#### Exercise brief
Write out all the material below again with every "keypoint" switched to "marker" and nothing else changed. Leave the pictures out of your answer.

Labeled object pointing entries:
--- BEGIN ---
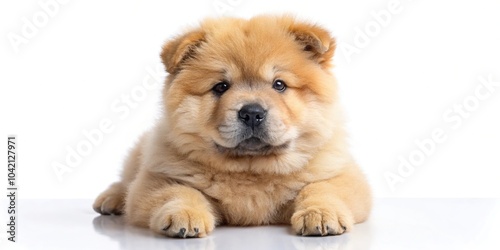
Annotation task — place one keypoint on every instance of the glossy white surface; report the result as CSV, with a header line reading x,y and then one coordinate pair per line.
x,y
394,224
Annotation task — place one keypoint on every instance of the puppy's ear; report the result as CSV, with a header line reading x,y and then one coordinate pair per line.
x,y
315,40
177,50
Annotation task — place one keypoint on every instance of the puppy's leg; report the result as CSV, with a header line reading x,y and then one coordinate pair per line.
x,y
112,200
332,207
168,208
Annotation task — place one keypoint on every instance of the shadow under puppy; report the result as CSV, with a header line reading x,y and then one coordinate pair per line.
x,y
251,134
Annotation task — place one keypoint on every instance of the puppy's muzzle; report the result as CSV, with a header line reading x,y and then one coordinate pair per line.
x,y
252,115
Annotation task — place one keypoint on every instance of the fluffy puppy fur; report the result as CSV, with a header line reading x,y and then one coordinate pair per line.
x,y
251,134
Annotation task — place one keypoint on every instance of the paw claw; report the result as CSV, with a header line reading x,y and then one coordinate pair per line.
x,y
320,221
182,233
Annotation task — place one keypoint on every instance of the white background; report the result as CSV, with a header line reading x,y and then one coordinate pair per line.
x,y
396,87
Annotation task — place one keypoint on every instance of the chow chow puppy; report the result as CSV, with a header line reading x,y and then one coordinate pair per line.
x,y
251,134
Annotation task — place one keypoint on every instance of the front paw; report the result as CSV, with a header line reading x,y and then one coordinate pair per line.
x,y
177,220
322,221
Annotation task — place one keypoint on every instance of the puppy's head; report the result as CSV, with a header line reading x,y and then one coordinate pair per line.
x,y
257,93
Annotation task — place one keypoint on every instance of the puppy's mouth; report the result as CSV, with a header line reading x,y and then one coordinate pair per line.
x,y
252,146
--- END ---
#### Task response
Annotation task — place one marker on every instance of the glossy white surface; report the result as CSV, with a header line reading x,y and then one coordinate pair per line.
x,y
394,224
Annotation task — place one marker on every instance of the puppy's ear; report the result as CSV, with a header line reading x,y and then one coordinate pair per line.
x,y
315,40
177,50
Annotation task — place one marker on every instance of the puppy's leg; report the result as CSV, with a header line reading x,y and then one coordinate pair per line.
x,y
112,200
332,207
168,208
Annotation task — place one marker on every instance of the shadow under puppy; report the result as CSV, with a header line reading x,y and then one coordinate pair per line.
x,y
251,134
Annotation task — place one marker on every instance of the puppy's muzzle; report the result as CSV, with a header line reading x,y and then one coordinate pair per line.
x,y
252,115
Annotation task — place one marker on every instance of the fluffy puppy fur; report the result as CSV, with a header line reading x,y and then one coordinate pair per line.
x,y
251,134
Annotation task — place one marker on every instance of the paw claw; report the result as CSV, with a header line reading x,y and then one coordinate pair per line.
x,y
320,221
182,233
Annotation task — place one marker on every instance of the white background; report the result as CSV, with a header line reading x,y and then one coordinate pair per line.
x,y
396,87
Annotation task — place one marker on every instance of the chow chow puppy; report the result as CSV, with a header line reading x,y and then one coordinate pair per line.
x,y
251,134
Annotation task — place one marker on every instance of the front paw; report the result as CSV, with a header line reading x,y and then one coordinate pair per line.
x,y
177,220
322,221
Annotation task — place one marker on every instance of the puppy's head; report the result as CSV, with a header line reading x,y and then one coordinate pair per line.
x,y
257,93
Annotation task — place one marker on every instance of the puppy's mouth; report the result as CSV, with a header line reading x,y and then one coordinate pair per line.
x,y
252,146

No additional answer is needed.